Which lines of the data below contain the word "table"? Pick them out and copy each one in full.

(Data lines)
━━━━━━━━━━━━━━━━━━━━
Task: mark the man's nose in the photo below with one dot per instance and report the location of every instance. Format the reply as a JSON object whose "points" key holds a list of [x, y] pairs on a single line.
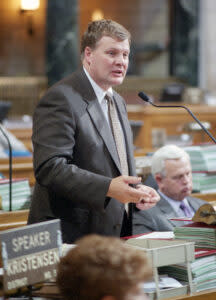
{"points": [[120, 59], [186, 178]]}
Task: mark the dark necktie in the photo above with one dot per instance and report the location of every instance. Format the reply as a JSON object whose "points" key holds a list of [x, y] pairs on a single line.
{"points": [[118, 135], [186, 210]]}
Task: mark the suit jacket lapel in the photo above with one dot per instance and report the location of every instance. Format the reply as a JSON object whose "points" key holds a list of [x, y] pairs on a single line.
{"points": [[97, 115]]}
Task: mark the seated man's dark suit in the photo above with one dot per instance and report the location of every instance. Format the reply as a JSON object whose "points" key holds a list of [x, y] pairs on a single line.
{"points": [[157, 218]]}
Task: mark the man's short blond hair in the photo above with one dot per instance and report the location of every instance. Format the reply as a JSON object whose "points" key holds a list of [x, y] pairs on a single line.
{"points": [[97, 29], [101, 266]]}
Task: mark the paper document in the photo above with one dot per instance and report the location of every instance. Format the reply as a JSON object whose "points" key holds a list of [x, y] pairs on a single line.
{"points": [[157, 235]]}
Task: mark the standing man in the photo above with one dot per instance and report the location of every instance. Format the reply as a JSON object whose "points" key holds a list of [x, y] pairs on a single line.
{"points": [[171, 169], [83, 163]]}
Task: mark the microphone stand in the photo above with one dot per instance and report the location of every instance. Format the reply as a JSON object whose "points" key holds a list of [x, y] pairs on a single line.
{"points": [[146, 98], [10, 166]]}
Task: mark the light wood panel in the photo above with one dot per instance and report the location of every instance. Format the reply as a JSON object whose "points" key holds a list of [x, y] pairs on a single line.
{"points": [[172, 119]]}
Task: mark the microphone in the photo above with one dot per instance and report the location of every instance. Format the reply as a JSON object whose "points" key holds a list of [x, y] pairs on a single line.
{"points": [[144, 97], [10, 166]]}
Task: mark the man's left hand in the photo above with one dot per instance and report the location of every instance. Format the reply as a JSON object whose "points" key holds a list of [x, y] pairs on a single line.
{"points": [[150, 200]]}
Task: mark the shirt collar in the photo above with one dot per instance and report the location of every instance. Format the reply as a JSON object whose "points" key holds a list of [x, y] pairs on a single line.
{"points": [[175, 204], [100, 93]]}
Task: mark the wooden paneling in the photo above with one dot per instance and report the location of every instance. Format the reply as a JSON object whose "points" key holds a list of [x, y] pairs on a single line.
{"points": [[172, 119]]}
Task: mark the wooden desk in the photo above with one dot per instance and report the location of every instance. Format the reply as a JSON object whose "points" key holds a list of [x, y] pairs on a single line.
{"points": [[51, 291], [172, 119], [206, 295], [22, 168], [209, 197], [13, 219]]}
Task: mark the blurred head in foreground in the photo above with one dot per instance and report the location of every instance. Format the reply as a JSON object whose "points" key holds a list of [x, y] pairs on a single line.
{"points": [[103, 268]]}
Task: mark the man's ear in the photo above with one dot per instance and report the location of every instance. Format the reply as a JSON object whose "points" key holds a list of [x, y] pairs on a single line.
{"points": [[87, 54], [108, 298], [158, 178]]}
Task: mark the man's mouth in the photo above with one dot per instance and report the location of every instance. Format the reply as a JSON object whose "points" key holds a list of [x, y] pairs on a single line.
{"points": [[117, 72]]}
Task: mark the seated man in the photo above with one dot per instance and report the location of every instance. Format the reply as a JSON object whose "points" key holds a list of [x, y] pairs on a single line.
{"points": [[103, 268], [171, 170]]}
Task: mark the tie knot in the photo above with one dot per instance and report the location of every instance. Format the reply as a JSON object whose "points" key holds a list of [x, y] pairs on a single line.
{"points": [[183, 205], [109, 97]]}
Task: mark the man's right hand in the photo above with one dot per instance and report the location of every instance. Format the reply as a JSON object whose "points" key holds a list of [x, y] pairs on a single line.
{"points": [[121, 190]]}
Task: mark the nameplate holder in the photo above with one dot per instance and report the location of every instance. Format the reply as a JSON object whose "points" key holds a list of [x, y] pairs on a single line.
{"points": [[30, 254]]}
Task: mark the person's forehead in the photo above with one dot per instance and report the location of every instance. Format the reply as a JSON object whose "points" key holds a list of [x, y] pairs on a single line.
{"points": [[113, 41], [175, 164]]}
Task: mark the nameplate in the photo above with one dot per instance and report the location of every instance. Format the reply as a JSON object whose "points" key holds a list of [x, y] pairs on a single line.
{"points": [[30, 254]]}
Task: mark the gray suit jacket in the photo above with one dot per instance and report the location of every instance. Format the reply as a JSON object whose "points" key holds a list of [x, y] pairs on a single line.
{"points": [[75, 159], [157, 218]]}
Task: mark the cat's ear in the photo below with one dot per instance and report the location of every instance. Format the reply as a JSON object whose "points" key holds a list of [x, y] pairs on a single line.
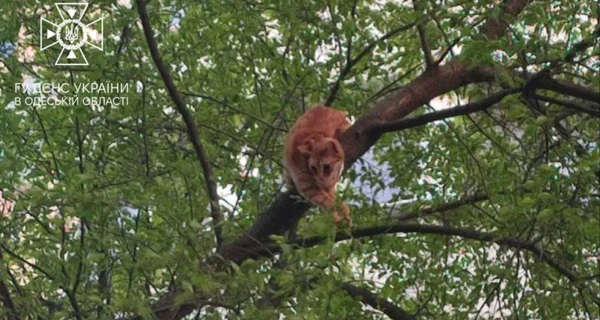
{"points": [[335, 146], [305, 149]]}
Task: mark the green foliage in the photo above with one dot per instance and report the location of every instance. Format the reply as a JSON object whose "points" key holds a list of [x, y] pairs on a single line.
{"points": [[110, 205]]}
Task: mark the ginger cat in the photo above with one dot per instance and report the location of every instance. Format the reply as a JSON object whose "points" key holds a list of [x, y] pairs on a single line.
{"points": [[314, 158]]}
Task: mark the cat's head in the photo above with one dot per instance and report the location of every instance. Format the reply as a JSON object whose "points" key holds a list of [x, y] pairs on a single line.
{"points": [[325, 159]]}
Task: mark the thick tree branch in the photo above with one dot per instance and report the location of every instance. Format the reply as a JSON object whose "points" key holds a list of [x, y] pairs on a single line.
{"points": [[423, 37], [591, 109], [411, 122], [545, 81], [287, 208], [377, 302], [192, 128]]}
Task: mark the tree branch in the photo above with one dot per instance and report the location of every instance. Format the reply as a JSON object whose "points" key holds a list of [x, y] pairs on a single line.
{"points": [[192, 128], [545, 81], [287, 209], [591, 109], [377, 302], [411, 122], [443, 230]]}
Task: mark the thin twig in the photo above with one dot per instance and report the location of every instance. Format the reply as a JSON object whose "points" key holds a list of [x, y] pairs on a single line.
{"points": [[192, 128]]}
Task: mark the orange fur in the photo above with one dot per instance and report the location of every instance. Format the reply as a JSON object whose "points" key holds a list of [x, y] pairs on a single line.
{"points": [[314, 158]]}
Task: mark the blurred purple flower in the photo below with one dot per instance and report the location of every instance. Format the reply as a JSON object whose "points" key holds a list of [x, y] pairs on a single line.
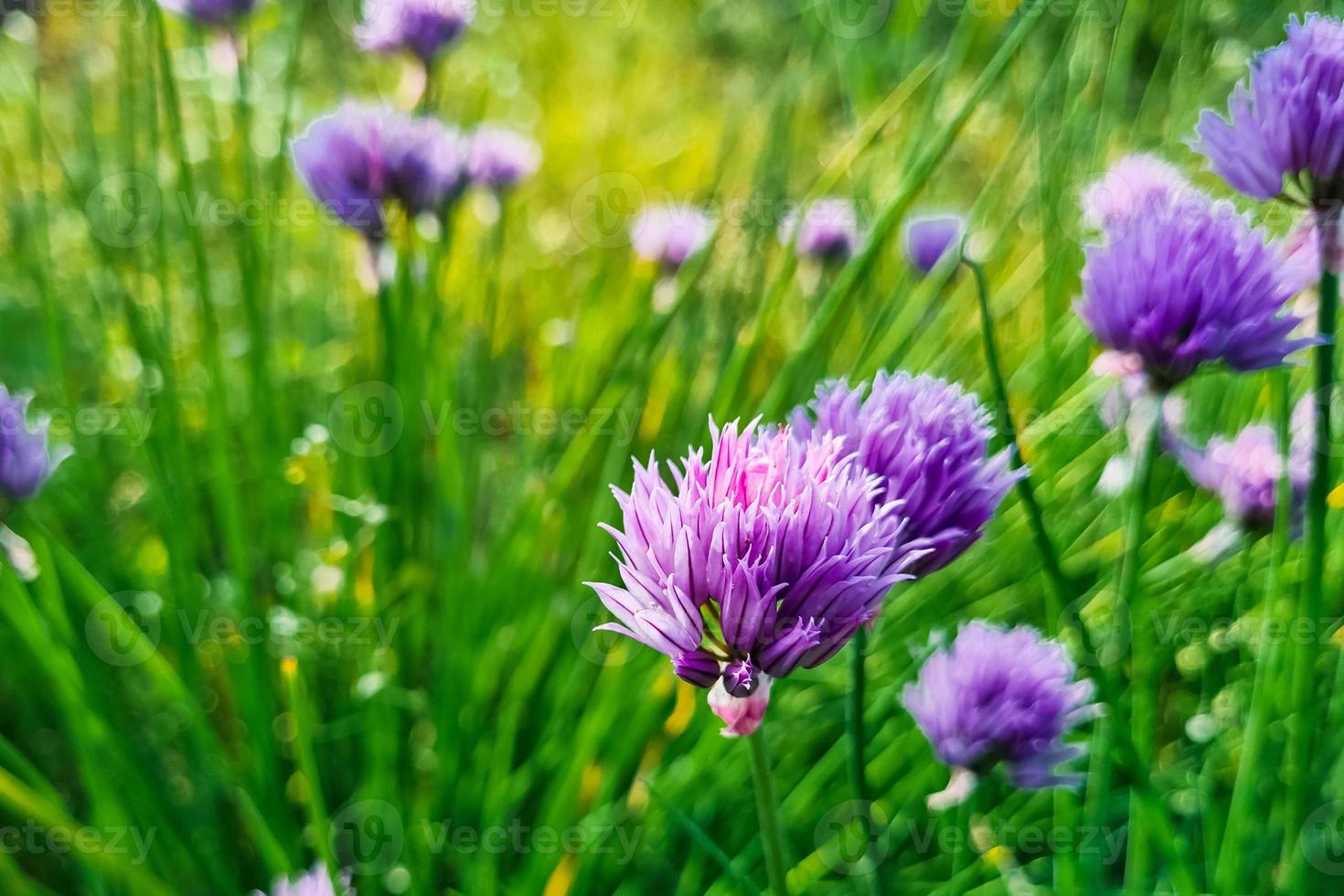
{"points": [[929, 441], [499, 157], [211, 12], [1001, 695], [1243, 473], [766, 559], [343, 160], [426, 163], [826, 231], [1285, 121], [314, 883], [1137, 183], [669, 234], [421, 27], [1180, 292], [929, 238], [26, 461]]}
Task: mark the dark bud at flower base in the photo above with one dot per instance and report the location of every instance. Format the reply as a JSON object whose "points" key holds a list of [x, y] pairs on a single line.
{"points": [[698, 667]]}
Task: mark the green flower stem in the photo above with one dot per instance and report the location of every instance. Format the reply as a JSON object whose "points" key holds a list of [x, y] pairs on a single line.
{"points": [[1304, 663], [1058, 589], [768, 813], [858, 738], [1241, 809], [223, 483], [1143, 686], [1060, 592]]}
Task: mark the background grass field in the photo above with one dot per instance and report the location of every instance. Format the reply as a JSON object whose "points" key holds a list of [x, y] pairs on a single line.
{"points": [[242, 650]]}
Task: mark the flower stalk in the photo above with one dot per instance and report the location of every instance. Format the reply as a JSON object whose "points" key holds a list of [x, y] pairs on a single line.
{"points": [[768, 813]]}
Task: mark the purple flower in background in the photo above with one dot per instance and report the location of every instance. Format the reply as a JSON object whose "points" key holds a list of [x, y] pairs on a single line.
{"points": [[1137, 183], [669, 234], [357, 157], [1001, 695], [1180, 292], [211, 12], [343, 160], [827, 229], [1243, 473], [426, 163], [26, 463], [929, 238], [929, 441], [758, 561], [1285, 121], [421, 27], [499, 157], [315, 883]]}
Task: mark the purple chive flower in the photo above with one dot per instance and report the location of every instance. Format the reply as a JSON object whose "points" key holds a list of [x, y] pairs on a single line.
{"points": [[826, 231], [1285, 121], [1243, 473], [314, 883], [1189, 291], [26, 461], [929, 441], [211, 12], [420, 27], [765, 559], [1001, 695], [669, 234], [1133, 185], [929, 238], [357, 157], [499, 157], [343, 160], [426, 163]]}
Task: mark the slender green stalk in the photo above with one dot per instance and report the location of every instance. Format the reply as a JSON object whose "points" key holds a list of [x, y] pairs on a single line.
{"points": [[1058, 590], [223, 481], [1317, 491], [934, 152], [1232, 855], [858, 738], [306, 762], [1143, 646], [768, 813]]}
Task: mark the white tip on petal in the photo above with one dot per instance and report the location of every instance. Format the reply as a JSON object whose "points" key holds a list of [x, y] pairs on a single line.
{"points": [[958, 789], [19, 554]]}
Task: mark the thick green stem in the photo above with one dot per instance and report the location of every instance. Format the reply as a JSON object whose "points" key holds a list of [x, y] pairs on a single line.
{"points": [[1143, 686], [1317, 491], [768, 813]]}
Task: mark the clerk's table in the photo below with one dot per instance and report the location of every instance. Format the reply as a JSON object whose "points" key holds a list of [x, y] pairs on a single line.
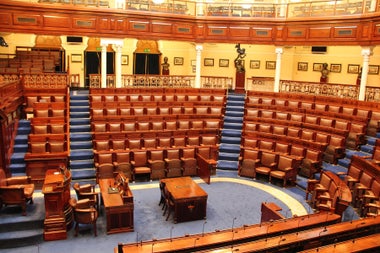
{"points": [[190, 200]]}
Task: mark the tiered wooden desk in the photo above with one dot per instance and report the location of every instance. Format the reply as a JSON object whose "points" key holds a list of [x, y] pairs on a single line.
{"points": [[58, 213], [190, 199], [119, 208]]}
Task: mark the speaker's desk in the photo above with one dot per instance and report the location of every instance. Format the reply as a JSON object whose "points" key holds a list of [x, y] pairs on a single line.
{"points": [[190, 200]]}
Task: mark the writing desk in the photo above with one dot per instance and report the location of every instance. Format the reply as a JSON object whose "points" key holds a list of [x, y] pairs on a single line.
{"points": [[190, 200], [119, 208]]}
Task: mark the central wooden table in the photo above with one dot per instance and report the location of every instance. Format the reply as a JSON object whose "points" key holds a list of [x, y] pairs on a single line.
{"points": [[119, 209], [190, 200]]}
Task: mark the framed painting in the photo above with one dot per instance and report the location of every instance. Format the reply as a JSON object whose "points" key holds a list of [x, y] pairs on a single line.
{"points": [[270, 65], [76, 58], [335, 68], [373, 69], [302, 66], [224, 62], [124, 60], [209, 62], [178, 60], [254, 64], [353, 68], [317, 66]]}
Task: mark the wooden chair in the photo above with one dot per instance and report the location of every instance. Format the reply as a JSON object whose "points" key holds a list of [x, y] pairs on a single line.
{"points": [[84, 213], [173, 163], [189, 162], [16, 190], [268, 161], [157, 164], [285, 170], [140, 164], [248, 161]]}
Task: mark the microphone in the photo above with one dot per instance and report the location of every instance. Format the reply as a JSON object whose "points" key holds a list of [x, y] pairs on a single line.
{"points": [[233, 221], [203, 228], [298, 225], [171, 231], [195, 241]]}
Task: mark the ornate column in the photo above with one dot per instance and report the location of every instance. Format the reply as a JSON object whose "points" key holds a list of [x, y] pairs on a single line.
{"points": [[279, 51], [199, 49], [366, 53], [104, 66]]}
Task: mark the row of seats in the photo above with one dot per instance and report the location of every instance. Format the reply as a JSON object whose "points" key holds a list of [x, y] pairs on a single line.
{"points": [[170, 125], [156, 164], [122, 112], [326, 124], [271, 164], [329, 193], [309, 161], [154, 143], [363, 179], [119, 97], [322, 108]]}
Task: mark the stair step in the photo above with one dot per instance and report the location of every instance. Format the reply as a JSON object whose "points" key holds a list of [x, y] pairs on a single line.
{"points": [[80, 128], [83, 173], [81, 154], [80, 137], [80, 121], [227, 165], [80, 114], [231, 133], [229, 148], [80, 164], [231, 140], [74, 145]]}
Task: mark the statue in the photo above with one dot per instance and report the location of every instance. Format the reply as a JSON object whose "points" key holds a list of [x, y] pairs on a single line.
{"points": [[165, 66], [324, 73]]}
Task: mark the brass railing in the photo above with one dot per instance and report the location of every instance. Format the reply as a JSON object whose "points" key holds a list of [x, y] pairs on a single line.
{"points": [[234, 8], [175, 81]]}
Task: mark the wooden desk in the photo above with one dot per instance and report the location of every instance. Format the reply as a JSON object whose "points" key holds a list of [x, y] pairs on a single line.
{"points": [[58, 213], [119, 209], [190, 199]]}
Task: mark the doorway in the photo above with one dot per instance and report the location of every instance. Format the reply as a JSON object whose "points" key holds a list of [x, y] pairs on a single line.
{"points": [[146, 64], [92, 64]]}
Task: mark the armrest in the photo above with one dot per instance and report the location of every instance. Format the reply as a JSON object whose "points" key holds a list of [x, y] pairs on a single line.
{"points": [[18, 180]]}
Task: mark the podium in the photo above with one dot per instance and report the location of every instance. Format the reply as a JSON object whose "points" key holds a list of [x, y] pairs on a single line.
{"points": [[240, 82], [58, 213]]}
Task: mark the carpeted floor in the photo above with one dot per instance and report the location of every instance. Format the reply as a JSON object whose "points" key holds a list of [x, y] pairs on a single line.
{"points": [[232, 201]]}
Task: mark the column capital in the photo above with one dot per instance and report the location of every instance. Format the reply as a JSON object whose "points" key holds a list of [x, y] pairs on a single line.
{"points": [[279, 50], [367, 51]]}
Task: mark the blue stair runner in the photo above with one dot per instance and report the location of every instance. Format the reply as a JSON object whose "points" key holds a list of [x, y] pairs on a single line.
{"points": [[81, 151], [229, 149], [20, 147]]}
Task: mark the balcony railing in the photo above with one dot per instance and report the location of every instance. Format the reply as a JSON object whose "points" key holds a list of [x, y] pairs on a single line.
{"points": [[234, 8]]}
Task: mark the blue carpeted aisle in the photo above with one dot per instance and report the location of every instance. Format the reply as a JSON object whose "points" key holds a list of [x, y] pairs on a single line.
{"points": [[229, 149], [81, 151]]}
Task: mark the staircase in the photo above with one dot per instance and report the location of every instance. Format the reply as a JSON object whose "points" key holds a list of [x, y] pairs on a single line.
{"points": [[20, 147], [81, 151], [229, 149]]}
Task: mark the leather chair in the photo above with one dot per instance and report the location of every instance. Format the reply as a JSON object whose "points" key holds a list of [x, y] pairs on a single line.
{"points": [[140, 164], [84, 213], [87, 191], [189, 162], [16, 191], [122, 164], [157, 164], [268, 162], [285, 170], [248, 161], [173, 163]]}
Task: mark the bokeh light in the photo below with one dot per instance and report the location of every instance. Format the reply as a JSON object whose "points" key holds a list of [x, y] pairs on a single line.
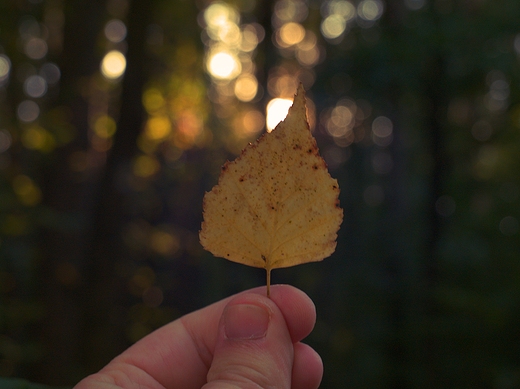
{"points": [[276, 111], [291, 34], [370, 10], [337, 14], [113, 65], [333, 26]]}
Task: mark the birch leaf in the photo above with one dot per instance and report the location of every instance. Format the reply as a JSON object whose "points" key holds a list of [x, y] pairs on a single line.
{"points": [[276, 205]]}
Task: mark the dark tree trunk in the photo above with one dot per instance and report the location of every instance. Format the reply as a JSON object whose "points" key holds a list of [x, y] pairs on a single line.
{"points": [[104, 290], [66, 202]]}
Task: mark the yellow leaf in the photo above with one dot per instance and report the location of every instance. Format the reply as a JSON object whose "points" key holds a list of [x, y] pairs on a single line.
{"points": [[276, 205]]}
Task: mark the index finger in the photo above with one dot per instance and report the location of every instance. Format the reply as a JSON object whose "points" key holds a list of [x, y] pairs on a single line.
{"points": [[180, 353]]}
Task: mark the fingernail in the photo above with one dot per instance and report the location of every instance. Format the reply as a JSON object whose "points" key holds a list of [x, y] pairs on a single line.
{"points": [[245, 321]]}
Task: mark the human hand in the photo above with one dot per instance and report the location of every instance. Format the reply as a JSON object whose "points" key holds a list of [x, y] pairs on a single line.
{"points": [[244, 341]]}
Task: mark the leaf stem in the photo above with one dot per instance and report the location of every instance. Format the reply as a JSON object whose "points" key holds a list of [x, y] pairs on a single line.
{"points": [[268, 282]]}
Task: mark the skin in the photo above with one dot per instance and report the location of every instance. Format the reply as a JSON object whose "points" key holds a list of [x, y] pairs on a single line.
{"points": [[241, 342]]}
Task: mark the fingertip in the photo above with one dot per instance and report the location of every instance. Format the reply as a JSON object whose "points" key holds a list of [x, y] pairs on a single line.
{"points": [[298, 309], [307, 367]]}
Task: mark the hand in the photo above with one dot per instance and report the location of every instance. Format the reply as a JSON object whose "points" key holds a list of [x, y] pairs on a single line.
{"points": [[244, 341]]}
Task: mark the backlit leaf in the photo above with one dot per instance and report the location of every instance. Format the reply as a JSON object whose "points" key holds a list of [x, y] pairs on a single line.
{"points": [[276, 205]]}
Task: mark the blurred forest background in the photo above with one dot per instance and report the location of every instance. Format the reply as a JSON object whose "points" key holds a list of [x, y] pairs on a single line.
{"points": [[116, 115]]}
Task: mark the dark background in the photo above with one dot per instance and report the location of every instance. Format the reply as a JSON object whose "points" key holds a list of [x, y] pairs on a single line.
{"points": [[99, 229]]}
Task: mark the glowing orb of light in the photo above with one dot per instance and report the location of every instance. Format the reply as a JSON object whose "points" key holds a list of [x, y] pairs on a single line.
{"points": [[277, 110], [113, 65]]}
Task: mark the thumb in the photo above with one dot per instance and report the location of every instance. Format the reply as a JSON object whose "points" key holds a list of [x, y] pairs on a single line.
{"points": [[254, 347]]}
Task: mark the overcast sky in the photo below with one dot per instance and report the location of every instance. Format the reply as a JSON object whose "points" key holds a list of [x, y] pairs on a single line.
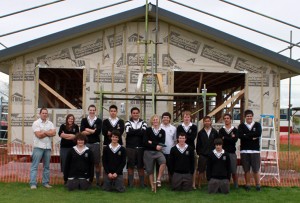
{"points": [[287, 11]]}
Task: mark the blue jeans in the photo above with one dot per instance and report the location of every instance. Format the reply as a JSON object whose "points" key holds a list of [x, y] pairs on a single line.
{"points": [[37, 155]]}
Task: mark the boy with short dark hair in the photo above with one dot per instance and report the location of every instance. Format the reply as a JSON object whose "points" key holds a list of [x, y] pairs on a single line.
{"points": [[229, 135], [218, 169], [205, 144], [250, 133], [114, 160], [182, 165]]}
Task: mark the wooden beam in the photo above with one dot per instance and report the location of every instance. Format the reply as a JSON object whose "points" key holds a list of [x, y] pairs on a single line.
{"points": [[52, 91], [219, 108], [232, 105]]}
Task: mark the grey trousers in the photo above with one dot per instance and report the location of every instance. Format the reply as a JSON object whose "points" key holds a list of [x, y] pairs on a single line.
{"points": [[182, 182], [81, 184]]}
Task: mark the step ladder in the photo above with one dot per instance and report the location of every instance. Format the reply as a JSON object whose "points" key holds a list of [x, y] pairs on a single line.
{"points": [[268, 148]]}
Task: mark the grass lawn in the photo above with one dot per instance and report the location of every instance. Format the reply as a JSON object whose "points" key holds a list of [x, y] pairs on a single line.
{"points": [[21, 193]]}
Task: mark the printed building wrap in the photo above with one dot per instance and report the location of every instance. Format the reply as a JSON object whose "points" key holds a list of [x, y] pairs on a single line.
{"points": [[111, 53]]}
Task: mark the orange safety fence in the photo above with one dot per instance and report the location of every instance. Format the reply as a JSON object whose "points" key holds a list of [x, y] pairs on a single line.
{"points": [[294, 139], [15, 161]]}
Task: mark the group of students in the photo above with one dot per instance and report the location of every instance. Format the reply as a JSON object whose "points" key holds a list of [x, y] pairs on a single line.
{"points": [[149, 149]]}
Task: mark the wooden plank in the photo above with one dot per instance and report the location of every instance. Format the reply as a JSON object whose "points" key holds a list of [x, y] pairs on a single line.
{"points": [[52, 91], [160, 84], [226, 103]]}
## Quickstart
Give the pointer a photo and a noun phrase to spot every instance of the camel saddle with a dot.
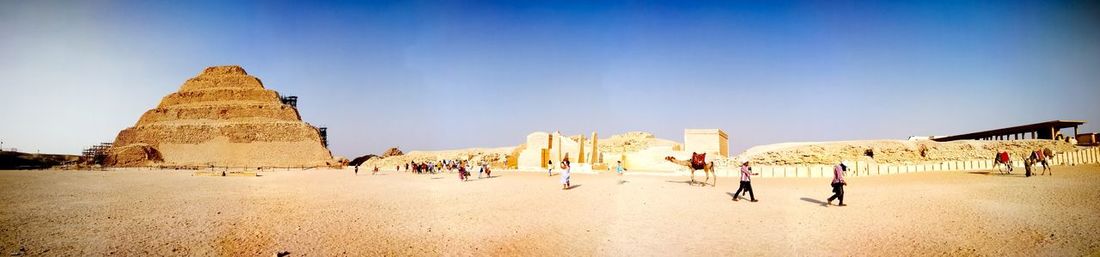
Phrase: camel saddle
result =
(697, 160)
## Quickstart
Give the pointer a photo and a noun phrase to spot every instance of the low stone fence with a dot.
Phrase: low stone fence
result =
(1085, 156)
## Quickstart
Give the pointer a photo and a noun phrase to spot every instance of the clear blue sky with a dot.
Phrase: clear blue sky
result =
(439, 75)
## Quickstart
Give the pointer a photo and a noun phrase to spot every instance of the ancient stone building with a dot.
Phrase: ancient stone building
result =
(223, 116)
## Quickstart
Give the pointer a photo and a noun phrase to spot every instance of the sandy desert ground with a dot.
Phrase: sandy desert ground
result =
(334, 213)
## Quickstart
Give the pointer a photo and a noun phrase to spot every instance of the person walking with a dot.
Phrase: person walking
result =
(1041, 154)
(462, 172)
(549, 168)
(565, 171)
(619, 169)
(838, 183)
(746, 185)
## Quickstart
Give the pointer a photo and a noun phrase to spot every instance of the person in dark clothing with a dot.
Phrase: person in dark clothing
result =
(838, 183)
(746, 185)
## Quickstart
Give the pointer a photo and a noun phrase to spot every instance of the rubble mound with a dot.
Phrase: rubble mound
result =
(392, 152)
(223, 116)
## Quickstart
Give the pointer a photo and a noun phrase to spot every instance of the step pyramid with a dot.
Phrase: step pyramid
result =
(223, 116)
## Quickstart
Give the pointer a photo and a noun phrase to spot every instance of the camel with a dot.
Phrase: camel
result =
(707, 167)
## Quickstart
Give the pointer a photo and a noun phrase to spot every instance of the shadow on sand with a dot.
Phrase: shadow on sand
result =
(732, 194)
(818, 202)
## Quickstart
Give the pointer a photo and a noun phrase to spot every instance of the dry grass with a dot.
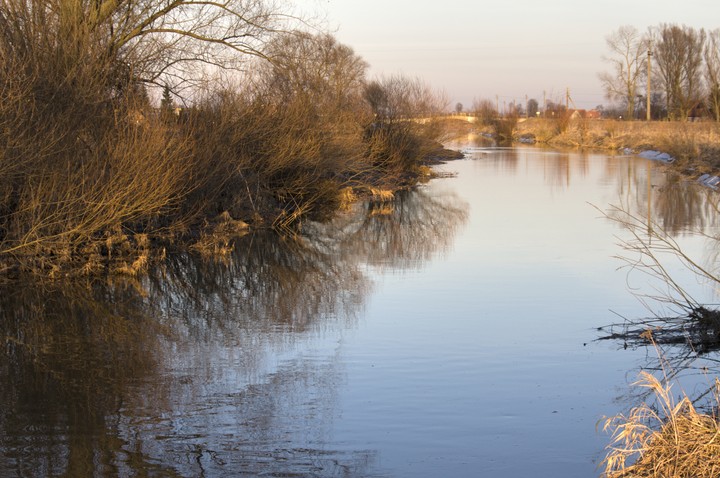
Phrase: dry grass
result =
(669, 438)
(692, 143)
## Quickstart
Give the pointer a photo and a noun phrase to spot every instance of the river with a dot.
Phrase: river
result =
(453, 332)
━━━━━━━━━━━━━━━━━━━━
## RESPONSE TO THIS EXERCISE
Task: mark the clerk's table in the photo below with one dot per instance and report the location of every instance. Format the reply as a JSON object whose "points" key holds a list of [x, y] pairs on a single line.
Task: mark the central wooden table in the photo above with one dot per instance and report the location of every instance. Format the reply as a JSON object whose "points" key holds a list of [x, y] pairs on a single line.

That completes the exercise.